● **WHAT IS EXPECTED**
Pictures should be left out when the listing below is repeated word for word.

◇ ◇ ◇ ◇

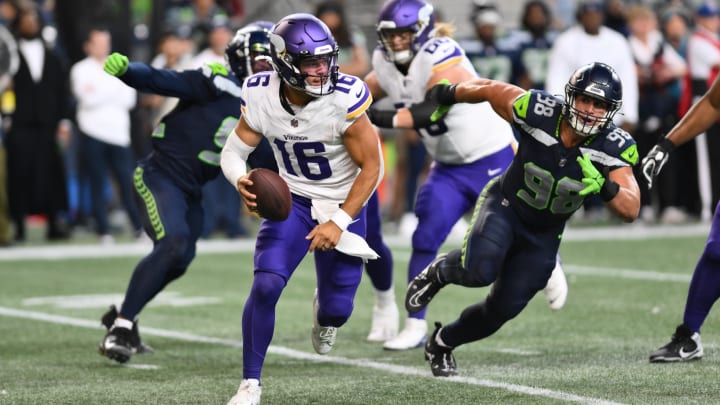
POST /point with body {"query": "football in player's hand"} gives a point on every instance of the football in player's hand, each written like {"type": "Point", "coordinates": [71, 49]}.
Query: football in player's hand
{"type": "Point", "coordinates": [273, 195]}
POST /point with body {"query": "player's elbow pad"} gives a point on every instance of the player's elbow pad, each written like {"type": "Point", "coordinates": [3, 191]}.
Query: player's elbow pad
{"type": "Point", "coordinates": [233, 158]}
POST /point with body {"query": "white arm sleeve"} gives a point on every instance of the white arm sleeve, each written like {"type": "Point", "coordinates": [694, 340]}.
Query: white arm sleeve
{"type": "Point", "coordinates": [233, 158]}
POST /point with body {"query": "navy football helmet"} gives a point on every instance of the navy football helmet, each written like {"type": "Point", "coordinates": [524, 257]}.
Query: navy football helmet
{"type": "Point", "coordinates": [395, 16]}
{"type": "Point", "coordinates": [249, 50]}
{"type": "Point", "coordinates": [598, 81]}
{"type": "Point", "coordinates": [302, 38]}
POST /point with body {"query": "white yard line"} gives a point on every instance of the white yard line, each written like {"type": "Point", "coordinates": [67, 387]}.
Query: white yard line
{"type": "Point", "coordinates": [52, 252]}
{"type": "Point", "coordinates": [296, 354]}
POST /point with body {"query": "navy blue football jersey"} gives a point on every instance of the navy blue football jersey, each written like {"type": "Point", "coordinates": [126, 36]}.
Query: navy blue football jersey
{"type": "Point", "coordinates": [188, 140]}
{"type": "Point", "coordinates": [544, 179]}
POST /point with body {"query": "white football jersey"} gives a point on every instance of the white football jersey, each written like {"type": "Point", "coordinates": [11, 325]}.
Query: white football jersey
{"type": "Point", "coordinates": [308, 145]}
{"type": "Point", "coordinates": [469, 131]}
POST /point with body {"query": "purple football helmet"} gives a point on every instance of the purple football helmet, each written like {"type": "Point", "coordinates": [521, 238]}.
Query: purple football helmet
{"type": "Point", "coordinates": [302, 39]}
{"type": "Point", "coordinates": [599, 81]}
{"type": "Point", "coordinates": [395, 16]}
{"type": "Point", "coordinates": [249, 50]}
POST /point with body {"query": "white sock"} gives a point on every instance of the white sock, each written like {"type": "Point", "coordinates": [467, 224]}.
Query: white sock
{"type": "Point", "coordinates": [122, 323]}
{"type": "Point", "coordinates": [385, 298]}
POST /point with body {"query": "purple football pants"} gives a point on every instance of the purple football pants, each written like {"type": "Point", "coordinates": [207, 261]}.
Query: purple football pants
{"type": "Point", "coordinates": [279, 249]}
{"type": "Point", "coordinates": [705, 284]}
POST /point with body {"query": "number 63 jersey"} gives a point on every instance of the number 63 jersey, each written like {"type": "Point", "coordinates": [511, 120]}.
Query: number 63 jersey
{"type": "Point", "coordinates": [544, 179]}
{"type": "Point", "coordinates": [308, 141]}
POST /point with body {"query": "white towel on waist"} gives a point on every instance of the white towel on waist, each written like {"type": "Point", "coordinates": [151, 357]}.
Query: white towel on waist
{"type": "Point", "coordinates": [350, 243]}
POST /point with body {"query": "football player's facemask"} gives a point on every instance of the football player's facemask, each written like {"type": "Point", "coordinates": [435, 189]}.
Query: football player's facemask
{"type": "Point", "coordinates": [593, 96]}
{"type": "Point", "coordinates": [411, 18]}
{"type": "Point", "coordinates": [249, 50]}
{"type": "Point", "coordinates": [304, 53]}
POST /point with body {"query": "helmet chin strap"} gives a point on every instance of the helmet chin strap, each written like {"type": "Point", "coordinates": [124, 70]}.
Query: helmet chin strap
{"type": "Point", "coordinates": [402, 57]}
{"type": "Point", "coordinates": [579, 127]}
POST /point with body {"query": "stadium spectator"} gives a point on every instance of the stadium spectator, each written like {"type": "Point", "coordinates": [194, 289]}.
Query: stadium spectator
{"type": "Point", "coordinates": [704, 289]}
{"type": "Point", "coordinates": [332, 166]}
{"type": "Point", "coordinates": [703, 58]}
{"type": "Point", "coordinates": [535, 41]}
{"type": "Point", "coordinates": [353, 57]}
{"type": "Point", "coordinates": [39, 131]}
{"type": "Point", "coordinates": [518, 224]}
{"type": "Point", "coordinates": [659, 67]}
{"type": "Point", "coordinates": [103, 120]}
{"type": "Point", "coordinates": [589, 41]}
{"type": "Point", "coordinates": [168, 183]}
{"type": "Point", "coordinates": [8, 67]}
{"type": "Point", "coordinates": [463, 161]}
{"type": "Point", "coordinates": [494, 55]}
{"type": "Point", "coordinates": [221, 201]}
{"type": "Point", "coordinates": [197, 18]}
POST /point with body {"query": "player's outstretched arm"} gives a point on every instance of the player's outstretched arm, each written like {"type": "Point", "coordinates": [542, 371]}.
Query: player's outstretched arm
{"type": "Point", "coordinates": [500, 95]}
{"type": "Point", "coordinates": [700, 117]}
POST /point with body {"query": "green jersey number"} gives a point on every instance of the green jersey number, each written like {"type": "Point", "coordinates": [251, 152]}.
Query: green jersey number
{"type": "Point", "coordinates": [544, 192]}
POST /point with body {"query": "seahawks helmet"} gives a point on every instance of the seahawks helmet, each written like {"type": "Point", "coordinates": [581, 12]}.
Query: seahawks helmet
{"type": "Point", "coordinates": [598, 81]}
{"type": "Point", "coordinates": [302, 38]}
{"type": "Point", "coordinates": [415, 16]}
{"type": "Point", "coordinates": [249, 50]}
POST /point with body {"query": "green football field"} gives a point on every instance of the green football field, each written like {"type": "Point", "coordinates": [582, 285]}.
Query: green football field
{"type": "Point", "coordinates": [627, 292]}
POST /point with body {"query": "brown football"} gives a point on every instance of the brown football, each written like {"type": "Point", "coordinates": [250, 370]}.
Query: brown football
{"type": "Point", "coordinates": [273, 195]}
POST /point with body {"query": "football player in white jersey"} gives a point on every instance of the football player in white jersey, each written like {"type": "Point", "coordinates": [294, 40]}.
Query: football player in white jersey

◇ ◇ ◇ ◇

● **TASK SOLUTION**
POST /point with body {"query": "football in player's hand"} gives a point on every instance of the football in player's hand, each written like {"type": "Point", "coordinates": [71, 49]}.
Query: football in player's hand
{"type": "Point", "coordinates": [273, 195]}
POST /point with body {"query": "player's elbow pad"} gives a point on every instance of the player's elbow pad, each written like {"type": "Point", "coordinates": [3, 191]}.
Query: player's elbow pad
{"type": "Point", "coordinates": [233, 158]}
POST /point with body {"query": "white arm sleeve"} gives a point on every instance of the white arm sleeve, each written like {"type": "Point", "coordinates": [694, 340]}.
Query: white arm sleeve
{"type": "Point", "coordinates": [233, 158]}
POST /point with body {"query": "navy football helmet"} gives a point on every instance of the navy football helmet, each written like {"type": "Point", "coordinates": [524, 257]}.
Query: navy football helmet
{"type": "Point", "coordinates": [395, 16]}
{"type": "Point", "coordinates": [249, 50]}
{"type": "Point", "coordinates": [598, 81]}
{"type": "Point", "coordinates": [302, 38]}
POST /point with body {"query": "white yard line"} gives a point on every instance of the white yard line, each written like {"type": "Point", "coordinates": [67, 387]}.
Query: white yard line
{"type": "Point", "coordinates": [52, 252]}
{"type": "Point", "coordinates": [296, 354]}
POST /point with body {"query": "navy blue football jersey"} gives a point on every instance of the navy blue football jersey, each written like {"type": "Point", "coordinates": [126, 36]}.
Query: navy blue football jersey
{"type": "Point", "coordinates": [188, 140]}
{"type": "Point", "coordinates": [544, 179]}
POST /point with body {"query": "white football jersey"} gives a point on every instance of the white football jersey, each written like {"type": "Point", "coordinates": [11, 325]}.
Query: white football jersey
{"type": "Point", "coordinates": [308, 145]}
{"type": "Point", "coordinates": [469, 131]}
POST /point with body {"query": "purple football helmet"} gives a point on every instance of the purple football helmet, each written like {"type": "Point", "coordinates": [521, 238]}.
Query: purple football helmet
{"type": "Point", "coordinates": [302, 39]}
{"type": "Point", "coordinates": [599, 81]}
{"type": "Point", "coordinates": [395, 16]}
{"type": "Point", "coordinates": [249, 50]}
POST /point with body {"query": "white sock"} gives a point on every instance of the white sock, each written like {"type": "Point", "coordinates": [467, 224]}.
Query: white sock
{"type": "Point", "coordinates": [122, 323]}
{"type": "Point", "coordinates": [385, 298]}
POST /point with body {"query": "purple football pants"} gives a point on every instance of the purple football pants, each written like {"type": "Point", "coordinates": [207, 261]}.
Query: purple football pants
{"type": "Point", "coordinates": [279, 249]}
{"type": "Point", "coordinates": [705, 284]}
POST /point with body {"query": "number 63 jersey"} gives a point on every instance of the number 63 jersey, each written like {"type": "Point", "coordinates": [511, 120]}.
Query: number 63 jersey
{"type": "Point", "coordinates": [544, 179]}
{"type": "Point", "coordinates": [308, 141]}
POST /point with body {"query": "white towel on waist"} gives a point on every instance of the white towel on waist, each written like {"type": "Point", "coordinates": [151, 357]}.
Query: white towel on waist
{"type": "Point", "coordinates": [350, 243]}
POST /point with body {"query": "football player's facemask"} gives a point on every instance of the football player's facemask, each written like {"type": "Point", "coordinates": [435, 189]}.
Query: football player's facemask
{"type": "Point", "coordinates": [593, 96]}
{"type": "Point", "coordinates": [411, 18]}
{"type": "Point", "coordinates": [249, 50]}
{"type": "Point", "coordinates": [304, 53]}
POST /point with body {"query": "helmet chin strap"} gives a point on every instance of the helmet chin strap, each written like {"type": "Point", "coordinates": [124, 70]}.
Query: helmet chin strap
{"type": "Point", "coordinates": [402, 57]}
{"type": "Point", "coordinates": [579, 127]}
POST /point with body {"query": "stadium spectator"} gives a point on every instance of the stadium spectator, each written like {"type": "Point", "coordinates": [194, 289]}.
Query: stadium spectator
{"type": "Point", "coordinates": [704, 289]}
{"type": "Point", "coordinates": [332, 166]}
{"type": "Point", "coordinates": [703, 58]}
{"type": "Point", "coordinates": [535, 41]}
{"type": "Point", "coordinates": [353, 57]}
{"type": "Point", "coordinates": [39, 131]}
{"type": "Point", "coordinates": [518, 224]}
{"type": "Point", "coordinates": [659, 67]}
{"type": "Point", "coordinates": [103, 120]}
{"type": "Point", "coordinates": [589, 41]}
{"type": "Point", "coordinates": [168, 183]}
{"type": "Point", "coordinates": [8, 67]}
{"type": "Point", "coordinates": [463, 161]}
{"type": "Point", "coordinates": [494, 55]}
{"type": "Point", "coordinates": [221, 201]}
{"type": "Point", "coordinates": [197, 18]}
POST /point with body {"query": "player's outstretched arm"} gives a point on every instance of the player's outstretched arm, each written like {"type": "Point", "coordinates": [542, 371]}.
Query: player's outstretched arm
{"type": "Point", "coordinates": [500, 95]}
{"type": "Point", "coordinates": [700, 117]}
POST /point with body {"query": "green jersey number"} gives a point on every instance of the green jersey number, each written like {"type": "Point", "coordinates": [251, 152]}.
Query: green jersey number
{"type": "Point", "coordinates": [544, 192]}
POST /point with body {"query": "seahawks helmet"} gives a point on every instance of the seahawks helmet, each written like {"type": "Point", "coordinates": [581, 12]}.
Query: seahawks helmet
{"type": "Point", "coordinates": [598, 81]}
{"type": "Point", "coordinates": [302, 38]}
{"type": "Point", "coordinates": [415, 16]}
{"type": "Point", "coordinates": [249, 50]}
POST /point with body {"query": "green football field"} gives a point on every instance of the green football field, each written like {"type": "Point", "coordinates": [582, 285]}.
Query: green football field
{"type": "Point", "coordinates": [627, 292]}
POST /point with body {"query": "brown football"} gives a point on every instance of the brown football, each written like {"type": "Point", "coordinates": [250, 370]}.
Query: brown football
{"type": "Point", "coordinates": [273, 195]}
POST /point with body {"query": "football player in white jersey"} gives a point on every instance of the football player in white jersey, each written like {"type": "Point", "coordinates": [294, 40]}.
Query: football player in white jersey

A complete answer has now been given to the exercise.